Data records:
################
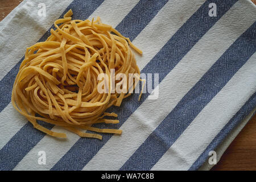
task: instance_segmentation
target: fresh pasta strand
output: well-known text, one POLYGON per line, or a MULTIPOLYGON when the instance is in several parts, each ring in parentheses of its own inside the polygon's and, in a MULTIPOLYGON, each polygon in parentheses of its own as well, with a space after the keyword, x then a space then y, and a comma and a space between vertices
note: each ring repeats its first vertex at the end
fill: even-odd
MULTIPOLYGON (((13 85, 12 104, 35 128, 51 136, 67 137, 64 133, 39 125, 37 119, 61 126, 81 137, 102 139, 99 134, 81 130, 121 134, 121 130, 98 129, 92 125, 119 122, 104 118, 117 117, 105 110, 112 105, 119 106, 130 95, 129 89, 133 91, 138 82, 133 80, 134 85, 126 88, 126 93, 112 93, 110 70, 114 69, 115 75, 139 76, 130 46, 139 53, 142 52, 129 38, 103 24, 99 17, 92 22, 72 20, 72 14, 69 10, 63 18, 54 22, 56 29, 51 30, 46 41, 27 48, 13 85), (97 90, 103 82, 98 80, 101 73, 109 78, 106 85, 108 91, 101 93, 97 90)), ((145 80, 136 77, 144 81, 143 88, 145 80)), ((128 82, 114 81, 115 84, 128 82)))

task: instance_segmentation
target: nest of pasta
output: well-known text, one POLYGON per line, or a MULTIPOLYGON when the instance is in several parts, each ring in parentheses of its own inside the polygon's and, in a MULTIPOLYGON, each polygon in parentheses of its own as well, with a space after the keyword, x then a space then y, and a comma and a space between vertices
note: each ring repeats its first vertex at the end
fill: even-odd
MULTIPOLYGON (((72 15, 70 10, 55 22, 56 29, 51 30, 46 41, 27 48, 14 84, 13 105, 35 128, 53 136, 67 137, 64 133, 43 127, 36 120, 60 126, 82 137, 102 139, 101 135, 84 130, 121 134, 121 130, 98 129, 92 125, 119 122, 105 118, 117 117, 105 111, 112 105, 120 106, 137 81, 133 79, 133 86, 127 86, 127 92, 112 93, 110 70, 127 77, 129 73, 139 75, 130 47, 142 52, 99 18, 92 22, 71 20, 72 15), (109 78, 106 93, 97 89, 104 81, 98 79, 101 73, 109 78)), ((118 84, 125 80, 114 81, 118 84)))

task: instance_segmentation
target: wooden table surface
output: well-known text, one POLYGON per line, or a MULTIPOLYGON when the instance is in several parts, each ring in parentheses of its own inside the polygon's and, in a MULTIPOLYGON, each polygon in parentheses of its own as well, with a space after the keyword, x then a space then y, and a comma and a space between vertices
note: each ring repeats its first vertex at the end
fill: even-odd
MULTIPOLYGON (((256 0, 251 0, 256 5, 256 0)), ((22 0, 0 0, 0 21, 22 0)), ((256 115, 229 146, 212 170, 256 170, 256 115)))

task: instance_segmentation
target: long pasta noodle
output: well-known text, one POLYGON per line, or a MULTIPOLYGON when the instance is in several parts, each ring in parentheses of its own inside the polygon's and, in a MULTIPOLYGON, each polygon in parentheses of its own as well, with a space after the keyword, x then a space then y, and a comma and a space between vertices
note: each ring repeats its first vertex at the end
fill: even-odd
POLYGON ((126 92, 112 93, 114 84, 120 85, 128 80, 113 81, 110 71, 114 69, 115 75, 127 77, 130 73, 139 76, 130 47, 142 52, 100 18, 92 22, 72 20, 72 14, 70 10, 63 18, 56 20, 56 28, 51 29, 45 42, 27 48, 13 85, 12 104, 35 129, 53 136, 67 135, 44 127, 36 120, 61 126, 81 137, 102 139, 101 135, 86 130, 121 134, 121 130, 92 125, 119 122, 108 118, 117 115, 106 110, 120 106, 123 99, 130 95, 129 89, 133 90, 138 80, 144 80, 137 76, 137 80, 132 81, 133 87, 125 88, 126 92), (109 78, 108 91, 101 93, 97 90, 104 82, 98 80, 101 73, 109 78))

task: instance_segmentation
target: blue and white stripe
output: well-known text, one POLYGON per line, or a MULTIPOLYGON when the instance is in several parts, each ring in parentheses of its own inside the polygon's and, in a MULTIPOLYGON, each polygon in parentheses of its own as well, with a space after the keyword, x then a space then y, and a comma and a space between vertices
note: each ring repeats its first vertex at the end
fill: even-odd
MULTIPOLYGON (((24 2, 20 6, 26 8, 11 14, 0 35, 19 14, 33 10, 24 2)), ((67 140, 53 138, 35 130, 10 104, 25 38, 16 43, 13 55, 7 55, 1 42, 1 64, 8 66, 0 74, 1 170, 195 170, 255 107, 256 8, 249 0, 74 0, 57 5, 64 12, 55 16, 69 9, 74 19, 100 16, 129 37, 143 52, 136 57, 142 73, 159 74, 159 97, 150 100, 143 94, 138 102, 134 94, 111 108, 118 114, 120 123, 113 127, 123 129, 121 136, 106 134, 99 140, 65 131, 67 140), (210 3, 217 5, 216 17, 208 15, 210 3), (37 163, 41 150, 46 165, 37 163)), ((47 28, 53 22, 40 20, 47 28)), ((38 34, 28 44, 43 33, 38 34)), ((49 31, 39 41, 48 35, 49 31)))

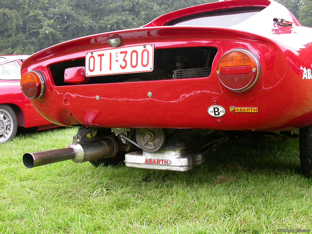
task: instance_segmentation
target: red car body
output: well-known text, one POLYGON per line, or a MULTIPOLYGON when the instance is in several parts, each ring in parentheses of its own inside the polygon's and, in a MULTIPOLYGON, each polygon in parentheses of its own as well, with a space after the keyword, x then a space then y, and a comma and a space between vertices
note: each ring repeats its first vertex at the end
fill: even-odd
MULTIPOLYGON (((22 73, 41 73, 46 91, 32 103, 45 118, 60 125, 285 131, 312 125, 311 36, 312 29, 303 27, 274 1, 226 1, 168 13, 139 28, 61 43, 32 56, 23 64, 22 73), (236 22, 245 13, 251 14, 236 22), (204 24, 206 17, 215 17, 210 18, 211 25, 202 25, 200 19, 204 24), (112 42, 116 41, 111 39, 116 39, 121 43, 116 48, 121 50, 105 50, 114 48, 112 42), (114 56, 122 53, 122 62, 118 65, 136 66, 140 61, 138 53, 133 56, 134 49, 129 57, 132 49, 127 48, 151 44, 154 67, 150 73, 134 70, 125 74, 88 76, 95 67, 111 70, 115 65, 114 56), (222 66, 233 51, 248 55, 258 65, 222 66), (109 56, 109 63, 96 63, 109 56), (200 61, 203 59, 205 64, 200 61), (80 66, 87 77, 83 82, 64 81, 66 69, 80 66), (192 75, 193 70, 206 67, 211 73, 192 75), (183 73, 184 69, 187 75, 175 78, 180 72, 173 71, 183 73), (242 74, 248 73, 253 76, 252 84, 236 89, 236 80, 247 82, 248 76, 242 74)), ((143 58, 141 62, 145 64, 143 58)))
MULTIPOLYGON (((18 77, 17 75, 16 77, 12 77, 12 74, 5 74, 6 71, 1 69, 0 109, 2 109, 1 107, 8 106, 12 108, 16 115, 17 125, 19 126, 25 128, 34 128, 38 130, 55 127, 56 124, 47 120, 36 110, 29 99, 25 97, 21 90, 19 69, 22 61, 29 56, 29 55, 0 56, 1 59, 0 67, 2 68, 5 66, 16 66, 15 68, 17 73, 19 74, 19 76, 18 77)), ((6 71, 6 72, 8 72, 6 71)), ((1 111, 0 110, 0 112, 1 111)), ((1 116, 0 115, 0 119, 2 119, 1 116)), ((17 127, 17 126, 14 126, 14 128, 17 127)), ((8 139, 4 139, 2 130, 0 129, 0 143, 6 141, 8 139)))

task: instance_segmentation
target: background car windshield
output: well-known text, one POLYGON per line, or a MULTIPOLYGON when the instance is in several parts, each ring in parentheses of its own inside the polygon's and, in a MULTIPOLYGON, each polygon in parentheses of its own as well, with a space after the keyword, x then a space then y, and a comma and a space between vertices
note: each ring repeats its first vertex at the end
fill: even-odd
POLYGON ((0 65, 0 80, 20 80, 21 70, 14 61, 0 65))
POLYGON ((167 25, 176 26, 210 26, 230 27, 241 23, 257 13, 263 8, 248 9, 231 12, 219 12, 197 15, 192 18, 184 18, 178 21, 174 21, 167 25))

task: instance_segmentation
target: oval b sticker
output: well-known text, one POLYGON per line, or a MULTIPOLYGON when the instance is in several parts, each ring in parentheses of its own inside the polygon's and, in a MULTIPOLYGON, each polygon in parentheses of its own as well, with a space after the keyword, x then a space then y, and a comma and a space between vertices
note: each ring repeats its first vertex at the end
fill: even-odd
POLYGON ((225 114, 225 110, 220 106, 211 106, 208 108, 208 114, 214 117, 220 117, 225 114))

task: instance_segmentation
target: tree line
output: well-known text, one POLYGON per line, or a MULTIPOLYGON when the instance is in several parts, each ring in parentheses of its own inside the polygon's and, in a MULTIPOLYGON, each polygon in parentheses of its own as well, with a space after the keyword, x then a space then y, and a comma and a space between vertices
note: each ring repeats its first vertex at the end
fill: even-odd
MULTIPOLYGON (((62 41, 139 27, 161 15, 216 0, 1 0, 0 54, 31 54, 62 41)), ((278 0, 312 27, 310 0, 278 0)))

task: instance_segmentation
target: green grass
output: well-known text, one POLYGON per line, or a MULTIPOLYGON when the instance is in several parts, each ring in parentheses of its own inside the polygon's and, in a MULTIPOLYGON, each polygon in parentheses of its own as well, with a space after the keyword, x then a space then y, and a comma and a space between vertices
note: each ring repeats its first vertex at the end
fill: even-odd
POLYGON ((76 129, 0 144, 0 233, 269 233, 311 229, 312 180, 298 139, 244 140, 186 173, 67 161, 31 169, 23 153, 66 147, 76 129))

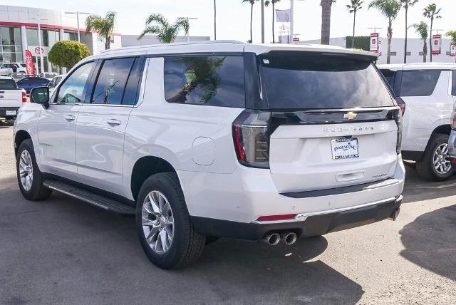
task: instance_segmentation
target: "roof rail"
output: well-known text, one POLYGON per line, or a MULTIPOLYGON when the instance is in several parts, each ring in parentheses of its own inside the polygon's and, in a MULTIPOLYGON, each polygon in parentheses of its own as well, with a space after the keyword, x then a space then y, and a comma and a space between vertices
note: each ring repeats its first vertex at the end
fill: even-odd
POLYGON ((148 45, 144 45, 144 46, 126 46, 123 48, 111 48, 109 50, 103 50, 100 53, 109 53, 109 52, 112 52, 114 51, 119 51, 119 50, 135 50, 135 49, 141 50, 143 48, 158 48, 160 46, 188 46, 188 45, 196 45, 196 44, 214 44, 214 43, 232 43, 232 44, 241 44, 241 45, 246 44, 245 43, 243 43, 242 41, 237 41, 235 40, 216 40, 216 41, 208 40, 208 41, 200 41, 177 42, 177 43, 158 43, 158 44, 148 44, 148 45))

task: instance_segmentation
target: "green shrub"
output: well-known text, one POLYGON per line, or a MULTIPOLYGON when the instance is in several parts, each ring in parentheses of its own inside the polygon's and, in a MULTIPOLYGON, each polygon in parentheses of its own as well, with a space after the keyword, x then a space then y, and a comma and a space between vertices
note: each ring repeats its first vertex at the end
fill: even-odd
POLYGON ((52 63, 73 68, 79 61, 90 55, 88 47, 84 43, 72 40, 63 40, 56 42, 48 54, 48 59, 52 63))

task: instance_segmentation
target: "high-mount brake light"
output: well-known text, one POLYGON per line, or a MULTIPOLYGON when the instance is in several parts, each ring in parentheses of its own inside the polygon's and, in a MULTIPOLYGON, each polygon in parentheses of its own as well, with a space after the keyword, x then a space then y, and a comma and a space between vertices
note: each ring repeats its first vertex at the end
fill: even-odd
POLYGON ((271 113, 245 110, 233 122, 233 141, 243 165, 269 168, 269 125, 271 113))

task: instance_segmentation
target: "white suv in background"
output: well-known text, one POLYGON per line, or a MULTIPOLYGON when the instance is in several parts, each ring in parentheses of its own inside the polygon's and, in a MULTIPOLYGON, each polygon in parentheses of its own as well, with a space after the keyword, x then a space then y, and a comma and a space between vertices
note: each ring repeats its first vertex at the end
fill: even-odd
POLYGON ((401 113, 375 60, 236 41, 104 51, 51 98, 32 90, 14 126, 21 192, 135 214, 165 269, 214 238, 291 244, 395 219, 401 113))
POLYGON ((406 105, 402 153, 418 173, 435 181, 453 172, 448 155, 450 119, 456 100, 456 64, 379 65, 396 96, 406 105))

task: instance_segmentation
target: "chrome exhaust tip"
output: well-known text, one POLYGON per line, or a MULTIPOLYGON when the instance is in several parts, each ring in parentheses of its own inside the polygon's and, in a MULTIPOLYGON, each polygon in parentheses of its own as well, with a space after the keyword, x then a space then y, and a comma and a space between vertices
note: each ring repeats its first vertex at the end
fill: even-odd
POLYGON ((390 220, 395 221, 395 219, 398 219, 398 217, 399 216, 400 212, 400 208, 398 207, 396 210, 394 210, 394 212, 393 212, 393 213, 391 213, 388 219, 390 220))
POLYGON ((279 235, 278 233, 274 232, 268 233, 266 234, 263 240, 271 246, 275 246, 279 244, 279 242, 280 242, 280 235, 279 235))
POLYGON ((298 236, 293 232, 284 232, 281 233, 280 239, 286 244, 290 245, 296 242, 298 236))

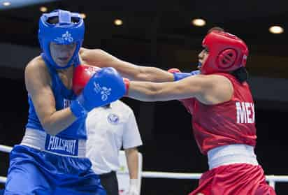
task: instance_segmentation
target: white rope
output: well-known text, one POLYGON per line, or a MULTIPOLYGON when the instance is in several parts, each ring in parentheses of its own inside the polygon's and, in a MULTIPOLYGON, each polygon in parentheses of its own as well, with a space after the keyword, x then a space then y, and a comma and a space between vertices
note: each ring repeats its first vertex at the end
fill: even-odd
POLYGON ((12 147, 0 145, 0 151, 9 153, 12 150, 12 147))
POLYGON ((143 171, 142 177, 147 178, 169 178, 169 179, 192 179, 197 180, 201 176, 201 173, 167 173, 156 171, 143 171))
MULTIPOLYGON (((0 145, 0 152, 9 153, 12 147, 0 145)), ((198 180, 200 178, 201 173, 167 173, 157 171, 143 171, 142 178, 166 178, 166 179, 187 179, 198 180)), ((5 183, 6 177, 0 176, 0 183, 5 183)), ((287 182, 288 175, 266 175, 266 180, 269 185, 275 189, 275 182, 287 182)))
################
_WHAT IS ASKED_. From the items above, pull out every line that contains the string "pasta".

_FULL RESPONSE_.
target: fresh pasta strand
target: nest of pasta
target: long pasta noodle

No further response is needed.